[READING PASSAGE]
That strong network of interactions among stored molecules, with fairly few bonds between the water and the MOF, is presumed to be why MOF-801 takes in water so readily but also releases it easily. Furthermore, Yaghi and colleagues found that the material can endure many adsorption–desorption cycles with no structural damage.

Heat and water

Having created the new MOF, Yaghi struck up a collaboration with Wang, an engineer with an interest in thermal systems, to make use of it. At first, the application they had in mind was a so-called thermal battery. When water (or anything else) is adsorbed onto a surface, heat is released; conversely, when water returns to the gas phase, heat is consumed. A device that can harness that heat of adsorption and desorption, using water from a self-contained reservoir, could be a more efficient means of climate control in electric cars than running an electric heater or air conditioner off the car battery. 6 The water-harvesting idea grew out of the thermal battery project. “It operates based on the same physics,” says Wang.

The proof-of-principle water collector, designed and built by Wang’s student Hyunho Kim, is conceptually similar to other desiccant-based systems. Air is passed over the MOF in an open chamber to saturate it with water. Then the chamber is closed and the MOF is heated. Water is released and quickly liquefies on an ambient-temperature condenser.

[GIVEN MATERIAL]
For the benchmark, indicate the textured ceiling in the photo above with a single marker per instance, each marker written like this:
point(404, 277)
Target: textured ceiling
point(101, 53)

[THE EXERCISE]
From the passage on harvesting water with MOF-801, repeat word for word the part that opens with the words containing "The proof-of-principle water" and closes with "an ambient-temperature condenser.". You won't need the listing.

[THE REPLY]
The proof-of-principle water collector, designed and built by Wang’s student Hyunho Kim, is conceptually similar to other desiccant-based systems. Air is passed over the MOF in an open chamber to saturate it with water. Then the chamber is closed and the MOF is heated. Water is released and quickly liquefies on an ambient-temperature condenser.